The individual defendants’ special demurrers for misjoinder as to the second and third causes of action for fraud and conversion are overruled.
Section 18001 provides: “A trustee is personally liable for obligations arising from ownership or control of trust property only if the trustee is personally at fault.” Section 18002 provides that the “trustee is personally liable for torts committed in the course of administration of the trust only if the trustee is personally at fault.” The Courts have construed these sections to provide protection to trustees by treating them in a representative capacity, much like corporate officers. See, e.g., Haskett v. Villas at Desert Falls (2001) 90 Cal.App.4th 864, 877 (a trustee is “personally at fault” within the meaning of these sections only when it “either intentionally or negligently acts or fails to act”; trustee not personally liable under Prob.Code, § 18001 solely by virtue of having ownership or control of trust property; Galdjie v. Darwish (2003) 113 Cal.App.4th 1331, 1348 (same).
Plaintiff’s assertion that the individual defendants are liable as to Plaintiff’s tort claims under Probate Code sections 18001 and 18002 is – this time – properly asserted, based on the (minimally) expanded allegations of the TAC, including paras. 2 and 3 thereof, and the Court’s rulings on the general demurrers to the tort claims, infra.
In this regard, the Court declines to apply the Owens “sham pleading” rule, as urged by the individual defendants. See generally, Owens v. Kings Supermarket (1988) 198 Cal.App.3d 379, 384 (a plaintiff may not avoid a demurrer by pleading facts or positions in an amended complaint that contradict the facts pleaded in a prior complaint). Allegations which are not “fundamentally inconsistent” with the allegations contained in the prior pleadings do not trigger application of the sham pleading doctrine. See, e.g., Parsons v. Tickner (1995) 31 Cal.App.4th 1513, 1530 (distinguishing Owens; “The allegations of concealment do not contradict and are not inconsistent with the allegations of the original complaint”). The Court simply does not read Plaintiff’s allegations of individual liability as to the tort claims alleged in the TAC as being fundamentally inconsistent with its allegation, in its FAC, that the individual defendants were trustees of the trust.
All four defendants’ general demurrers to the second cause of action for fraud are overruled.
As an initial matter, the Court expressly granted Plaintiff leave to assert this claim (and the conversion claim) in the TAC; Defendants’ assertion that Plaintiff improperly included these claims in the TAC is entirely without merit.
While “[b]oth state and federal rules for pleading fraud require that fraud be alleged with specificity, … neither requires the pleader to go into minute detail ….” Gervase v. Superior Court (1995) 31 Cal. App. 4th 1218, 1244, n. 16 (emphasis added).

Problem:
Answer these questions about the demurrer ruling.
1. What rule, named after a 1988 case, does the court decline to apply?
2. How does the court rule on all four defendants' general demurrers to the second cause of action for fraud?
3. Under Section 18002, when is a trustee personally liable for torts committed in the course of administration of the trust?
The items after this text come from a separate source.

Data rows:
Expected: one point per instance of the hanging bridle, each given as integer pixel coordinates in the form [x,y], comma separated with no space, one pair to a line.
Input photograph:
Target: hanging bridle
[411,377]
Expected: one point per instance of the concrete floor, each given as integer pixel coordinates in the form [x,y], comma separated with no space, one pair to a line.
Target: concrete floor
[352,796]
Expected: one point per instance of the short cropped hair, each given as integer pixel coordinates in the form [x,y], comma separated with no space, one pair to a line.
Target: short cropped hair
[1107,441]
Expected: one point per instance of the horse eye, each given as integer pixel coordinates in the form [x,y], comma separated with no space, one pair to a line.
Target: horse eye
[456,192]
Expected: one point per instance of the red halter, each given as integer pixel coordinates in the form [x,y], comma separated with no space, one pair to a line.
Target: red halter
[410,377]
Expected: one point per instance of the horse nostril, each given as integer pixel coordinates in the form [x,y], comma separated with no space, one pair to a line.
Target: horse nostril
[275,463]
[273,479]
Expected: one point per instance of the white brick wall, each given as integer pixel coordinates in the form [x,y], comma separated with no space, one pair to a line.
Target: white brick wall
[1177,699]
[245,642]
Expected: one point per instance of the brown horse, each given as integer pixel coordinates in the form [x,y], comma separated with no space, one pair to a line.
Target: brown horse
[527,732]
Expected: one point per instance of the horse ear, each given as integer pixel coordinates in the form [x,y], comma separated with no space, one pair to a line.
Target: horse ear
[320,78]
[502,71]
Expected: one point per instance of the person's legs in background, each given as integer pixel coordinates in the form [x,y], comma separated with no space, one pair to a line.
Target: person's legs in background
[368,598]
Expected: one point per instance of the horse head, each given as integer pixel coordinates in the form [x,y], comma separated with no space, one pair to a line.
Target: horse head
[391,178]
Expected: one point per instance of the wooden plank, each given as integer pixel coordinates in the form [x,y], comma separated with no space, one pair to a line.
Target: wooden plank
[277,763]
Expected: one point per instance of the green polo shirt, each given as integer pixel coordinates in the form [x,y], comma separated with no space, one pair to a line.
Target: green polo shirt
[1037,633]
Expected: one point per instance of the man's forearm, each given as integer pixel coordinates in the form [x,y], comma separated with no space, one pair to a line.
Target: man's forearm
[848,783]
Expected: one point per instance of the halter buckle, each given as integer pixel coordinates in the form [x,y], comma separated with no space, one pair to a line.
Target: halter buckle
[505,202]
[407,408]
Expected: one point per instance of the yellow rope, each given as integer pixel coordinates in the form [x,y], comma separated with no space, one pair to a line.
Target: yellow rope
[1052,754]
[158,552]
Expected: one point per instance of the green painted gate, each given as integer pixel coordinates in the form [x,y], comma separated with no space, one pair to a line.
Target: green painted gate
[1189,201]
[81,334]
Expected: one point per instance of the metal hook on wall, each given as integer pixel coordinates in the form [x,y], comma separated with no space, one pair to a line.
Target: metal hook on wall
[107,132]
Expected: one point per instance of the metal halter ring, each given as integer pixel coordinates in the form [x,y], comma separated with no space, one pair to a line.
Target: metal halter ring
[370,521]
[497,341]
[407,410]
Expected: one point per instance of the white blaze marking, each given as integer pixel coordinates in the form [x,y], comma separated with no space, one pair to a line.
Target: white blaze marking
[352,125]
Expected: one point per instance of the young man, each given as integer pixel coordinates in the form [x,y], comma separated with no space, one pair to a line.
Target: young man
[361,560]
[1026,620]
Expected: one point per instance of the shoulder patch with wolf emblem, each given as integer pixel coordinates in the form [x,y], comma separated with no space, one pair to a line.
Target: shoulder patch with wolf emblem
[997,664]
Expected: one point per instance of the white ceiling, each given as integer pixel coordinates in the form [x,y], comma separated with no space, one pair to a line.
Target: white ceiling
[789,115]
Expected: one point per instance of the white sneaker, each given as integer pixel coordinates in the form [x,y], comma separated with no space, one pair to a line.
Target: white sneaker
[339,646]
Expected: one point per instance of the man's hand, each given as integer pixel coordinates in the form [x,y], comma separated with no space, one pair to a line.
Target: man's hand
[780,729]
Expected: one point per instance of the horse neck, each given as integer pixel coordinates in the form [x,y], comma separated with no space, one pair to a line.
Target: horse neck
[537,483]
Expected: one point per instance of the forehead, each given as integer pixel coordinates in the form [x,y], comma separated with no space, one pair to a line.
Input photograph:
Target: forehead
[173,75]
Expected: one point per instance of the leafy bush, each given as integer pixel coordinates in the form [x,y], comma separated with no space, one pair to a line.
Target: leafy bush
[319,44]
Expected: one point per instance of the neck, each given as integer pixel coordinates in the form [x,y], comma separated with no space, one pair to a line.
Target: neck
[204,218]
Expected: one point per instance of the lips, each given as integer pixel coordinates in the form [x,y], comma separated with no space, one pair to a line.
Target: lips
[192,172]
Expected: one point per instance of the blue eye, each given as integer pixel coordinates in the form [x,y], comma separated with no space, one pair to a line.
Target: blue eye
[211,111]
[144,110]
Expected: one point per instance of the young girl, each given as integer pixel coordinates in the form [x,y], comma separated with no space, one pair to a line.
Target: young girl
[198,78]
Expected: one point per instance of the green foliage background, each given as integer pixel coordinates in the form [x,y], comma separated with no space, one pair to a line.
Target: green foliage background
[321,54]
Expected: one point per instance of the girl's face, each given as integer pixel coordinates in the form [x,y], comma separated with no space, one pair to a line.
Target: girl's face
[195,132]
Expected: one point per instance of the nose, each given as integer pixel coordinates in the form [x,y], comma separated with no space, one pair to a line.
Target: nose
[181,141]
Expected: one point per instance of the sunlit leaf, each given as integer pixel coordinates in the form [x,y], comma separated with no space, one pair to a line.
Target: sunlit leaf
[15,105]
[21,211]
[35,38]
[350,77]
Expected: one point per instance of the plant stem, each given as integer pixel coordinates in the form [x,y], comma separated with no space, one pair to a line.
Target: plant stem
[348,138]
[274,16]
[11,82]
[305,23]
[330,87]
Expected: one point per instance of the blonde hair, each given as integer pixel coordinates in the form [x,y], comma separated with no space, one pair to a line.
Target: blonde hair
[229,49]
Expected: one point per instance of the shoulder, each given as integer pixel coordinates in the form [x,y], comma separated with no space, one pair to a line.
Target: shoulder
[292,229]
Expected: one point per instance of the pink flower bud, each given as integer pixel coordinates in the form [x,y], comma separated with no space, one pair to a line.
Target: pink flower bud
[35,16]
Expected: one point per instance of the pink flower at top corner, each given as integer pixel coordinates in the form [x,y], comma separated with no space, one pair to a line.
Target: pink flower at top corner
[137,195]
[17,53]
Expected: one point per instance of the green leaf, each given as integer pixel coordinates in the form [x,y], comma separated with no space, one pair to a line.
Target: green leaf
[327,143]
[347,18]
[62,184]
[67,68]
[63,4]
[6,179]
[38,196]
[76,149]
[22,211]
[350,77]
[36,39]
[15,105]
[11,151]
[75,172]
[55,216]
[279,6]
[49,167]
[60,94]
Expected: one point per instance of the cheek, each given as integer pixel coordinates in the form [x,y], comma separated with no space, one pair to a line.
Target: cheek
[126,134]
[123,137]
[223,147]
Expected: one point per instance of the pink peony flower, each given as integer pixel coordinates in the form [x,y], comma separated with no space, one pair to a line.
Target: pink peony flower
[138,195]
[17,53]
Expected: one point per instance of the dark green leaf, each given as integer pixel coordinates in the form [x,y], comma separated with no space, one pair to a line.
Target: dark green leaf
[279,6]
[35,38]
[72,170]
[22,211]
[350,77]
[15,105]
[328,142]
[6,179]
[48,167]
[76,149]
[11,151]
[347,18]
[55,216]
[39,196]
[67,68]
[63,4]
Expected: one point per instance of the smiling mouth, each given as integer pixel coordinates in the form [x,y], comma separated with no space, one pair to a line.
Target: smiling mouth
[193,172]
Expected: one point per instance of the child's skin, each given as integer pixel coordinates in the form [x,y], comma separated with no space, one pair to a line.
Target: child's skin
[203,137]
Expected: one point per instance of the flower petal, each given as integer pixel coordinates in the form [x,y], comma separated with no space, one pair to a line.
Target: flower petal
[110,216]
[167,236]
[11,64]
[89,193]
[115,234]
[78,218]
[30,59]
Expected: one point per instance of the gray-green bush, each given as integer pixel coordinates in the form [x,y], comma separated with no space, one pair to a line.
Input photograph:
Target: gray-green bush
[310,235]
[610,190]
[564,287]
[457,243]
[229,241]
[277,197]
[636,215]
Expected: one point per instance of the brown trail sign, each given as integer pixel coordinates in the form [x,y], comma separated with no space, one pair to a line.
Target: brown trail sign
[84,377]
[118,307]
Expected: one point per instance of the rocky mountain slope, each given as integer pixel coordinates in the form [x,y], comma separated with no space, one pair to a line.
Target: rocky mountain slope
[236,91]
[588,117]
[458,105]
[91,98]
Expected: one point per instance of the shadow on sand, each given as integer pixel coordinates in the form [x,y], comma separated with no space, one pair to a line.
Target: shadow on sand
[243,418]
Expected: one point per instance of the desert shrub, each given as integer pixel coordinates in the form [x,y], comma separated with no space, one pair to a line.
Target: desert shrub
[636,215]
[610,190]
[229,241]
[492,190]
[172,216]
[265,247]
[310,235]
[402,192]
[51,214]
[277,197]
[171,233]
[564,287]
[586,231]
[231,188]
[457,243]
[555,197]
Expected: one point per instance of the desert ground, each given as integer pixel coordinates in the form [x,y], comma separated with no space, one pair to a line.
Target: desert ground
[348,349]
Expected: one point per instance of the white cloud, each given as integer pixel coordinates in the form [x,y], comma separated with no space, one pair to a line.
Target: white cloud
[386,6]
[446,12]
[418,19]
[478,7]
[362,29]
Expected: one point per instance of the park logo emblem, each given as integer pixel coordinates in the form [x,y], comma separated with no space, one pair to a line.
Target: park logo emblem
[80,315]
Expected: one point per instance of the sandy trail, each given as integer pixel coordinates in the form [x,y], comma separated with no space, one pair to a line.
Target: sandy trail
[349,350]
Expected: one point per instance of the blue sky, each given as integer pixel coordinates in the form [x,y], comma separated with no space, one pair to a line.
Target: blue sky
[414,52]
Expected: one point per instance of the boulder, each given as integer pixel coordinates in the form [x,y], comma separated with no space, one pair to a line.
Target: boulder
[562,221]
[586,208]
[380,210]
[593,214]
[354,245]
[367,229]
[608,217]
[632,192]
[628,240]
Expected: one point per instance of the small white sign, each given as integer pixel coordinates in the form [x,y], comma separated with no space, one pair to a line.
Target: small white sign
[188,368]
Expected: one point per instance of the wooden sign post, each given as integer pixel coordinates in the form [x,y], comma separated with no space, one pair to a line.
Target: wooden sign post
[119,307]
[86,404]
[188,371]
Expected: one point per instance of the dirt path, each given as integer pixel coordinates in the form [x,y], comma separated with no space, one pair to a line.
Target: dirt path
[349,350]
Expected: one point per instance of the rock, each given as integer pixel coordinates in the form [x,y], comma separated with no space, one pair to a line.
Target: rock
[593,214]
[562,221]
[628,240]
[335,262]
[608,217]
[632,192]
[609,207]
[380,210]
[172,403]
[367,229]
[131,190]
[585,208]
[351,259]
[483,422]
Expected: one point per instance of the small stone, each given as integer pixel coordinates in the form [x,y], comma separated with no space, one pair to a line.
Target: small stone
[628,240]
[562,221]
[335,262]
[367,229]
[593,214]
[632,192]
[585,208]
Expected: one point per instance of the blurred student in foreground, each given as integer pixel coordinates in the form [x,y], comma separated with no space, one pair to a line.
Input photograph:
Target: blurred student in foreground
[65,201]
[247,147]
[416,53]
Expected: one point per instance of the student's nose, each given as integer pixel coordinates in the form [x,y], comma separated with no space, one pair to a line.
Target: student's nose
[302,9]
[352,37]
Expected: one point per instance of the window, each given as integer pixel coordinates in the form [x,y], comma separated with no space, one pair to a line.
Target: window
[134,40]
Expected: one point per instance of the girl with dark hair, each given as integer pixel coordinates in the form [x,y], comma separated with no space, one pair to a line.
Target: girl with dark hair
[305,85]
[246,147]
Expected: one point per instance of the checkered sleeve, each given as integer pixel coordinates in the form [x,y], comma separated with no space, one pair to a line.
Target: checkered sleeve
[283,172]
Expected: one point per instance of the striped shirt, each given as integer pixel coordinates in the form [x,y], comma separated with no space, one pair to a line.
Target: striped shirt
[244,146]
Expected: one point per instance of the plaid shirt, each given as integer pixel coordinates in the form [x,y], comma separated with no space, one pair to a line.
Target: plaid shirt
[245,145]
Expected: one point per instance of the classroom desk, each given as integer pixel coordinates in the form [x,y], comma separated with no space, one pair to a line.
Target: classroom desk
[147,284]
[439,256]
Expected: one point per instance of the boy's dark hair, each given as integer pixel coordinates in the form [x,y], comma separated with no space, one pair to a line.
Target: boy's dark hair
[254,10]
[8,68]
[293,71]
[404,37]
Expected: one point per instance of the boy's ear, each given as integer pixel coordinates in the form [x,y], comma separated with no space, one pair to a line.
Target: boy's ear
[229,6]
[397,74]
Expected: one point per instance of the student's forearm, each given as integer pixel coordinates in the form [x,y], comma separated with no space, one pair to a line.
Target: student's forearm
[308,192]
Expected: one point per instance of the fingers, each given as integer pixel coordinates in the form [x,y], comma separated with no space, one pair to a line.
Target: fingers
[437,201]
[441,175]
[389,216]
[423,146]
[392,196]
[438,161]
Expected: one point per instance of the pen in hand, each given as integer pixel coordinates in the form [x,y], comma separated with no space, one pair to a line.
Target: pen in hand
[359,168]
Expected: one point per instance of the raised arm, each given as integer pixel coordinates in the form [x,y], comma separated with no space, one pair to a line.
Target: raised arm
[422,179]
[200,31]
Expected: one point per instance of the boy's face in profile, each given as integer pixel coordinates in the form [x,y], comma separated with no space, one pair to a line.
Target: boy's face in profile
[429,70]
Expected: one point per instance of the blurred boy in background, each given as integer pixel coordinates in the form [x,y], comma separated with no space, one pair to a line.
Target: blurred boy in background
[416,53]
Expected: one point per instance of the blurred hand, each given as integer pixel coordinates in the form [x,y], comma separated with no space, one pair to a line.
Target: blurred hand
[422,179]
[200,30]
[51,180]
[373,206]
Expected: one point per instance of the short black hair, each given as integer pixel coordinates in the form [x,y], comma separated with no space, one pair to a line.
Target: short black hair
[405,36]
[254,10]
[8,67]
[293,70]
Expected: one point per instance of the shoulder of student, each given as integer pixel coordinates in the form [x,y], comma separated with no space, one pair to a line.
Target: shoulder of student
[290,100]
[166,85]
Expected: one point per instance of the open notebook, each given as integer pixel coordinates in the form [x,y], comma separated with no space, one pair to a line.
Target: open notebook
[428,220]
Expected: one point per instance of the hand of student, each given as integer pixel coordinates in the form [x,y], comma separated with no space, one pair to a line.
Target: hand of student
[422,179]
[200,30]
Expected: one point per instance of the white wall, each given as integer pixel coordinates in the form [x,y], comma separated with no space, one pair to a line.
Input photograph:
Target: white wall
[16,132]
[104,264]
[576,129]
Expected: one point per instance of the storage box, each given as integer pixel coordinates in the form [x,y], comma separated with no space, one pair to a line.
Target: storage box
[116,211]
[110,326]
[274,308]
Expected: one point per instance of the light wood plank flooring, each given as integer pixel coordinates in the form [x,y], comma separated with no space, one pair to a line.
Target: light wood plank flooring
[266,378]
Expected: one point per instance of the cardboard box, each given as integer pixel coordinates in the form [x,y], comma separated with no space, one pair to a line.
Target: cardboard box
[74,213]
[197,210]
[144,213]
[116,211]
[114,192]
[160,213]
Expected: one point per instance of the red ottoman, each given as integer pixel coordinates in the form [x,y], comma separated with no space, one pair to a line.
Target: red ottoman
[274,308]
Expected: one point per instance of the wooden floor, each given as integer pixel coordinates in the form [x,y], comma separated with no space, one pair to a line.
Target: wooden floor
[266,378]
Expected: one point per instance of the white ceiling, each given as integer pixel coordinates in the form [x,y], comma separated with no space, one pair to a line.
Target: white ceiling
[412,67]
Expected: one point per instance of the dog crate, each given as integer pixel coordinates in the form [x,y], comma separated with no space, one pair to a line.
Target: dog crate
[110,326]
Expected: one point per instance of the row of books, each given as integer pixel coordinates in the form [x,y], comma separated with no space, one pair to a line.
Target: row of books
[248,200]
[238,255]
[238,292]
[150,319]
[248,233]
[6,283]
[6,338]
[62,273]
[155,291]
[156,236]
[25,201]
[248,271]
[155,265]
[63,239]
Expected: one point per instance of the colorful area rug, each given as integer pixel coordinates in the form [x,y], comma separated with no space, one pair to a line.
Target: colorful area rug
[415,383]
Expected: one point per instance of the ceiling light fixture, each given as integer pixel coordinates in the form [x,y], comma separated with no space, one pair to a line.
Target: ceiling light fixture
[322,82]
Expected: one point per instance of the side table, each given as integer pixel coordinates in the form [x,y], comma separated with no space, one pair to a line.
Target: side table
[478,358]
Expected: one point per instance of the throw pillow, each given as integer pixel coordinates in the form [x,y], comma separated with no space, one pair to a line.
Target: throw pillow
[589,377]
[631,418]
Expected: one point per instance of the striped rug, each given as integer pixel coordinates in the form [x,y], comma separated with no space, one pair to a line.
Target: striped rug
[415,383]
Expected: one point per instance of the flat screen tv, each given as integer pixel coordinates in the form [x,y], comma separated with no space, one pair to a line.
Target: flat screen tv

Written answer:
1. The Owens "sham pleading" rule, from Owens v. Kings Supermarket.
2. They are overruled.
3. Only if the trustee is personally at fault.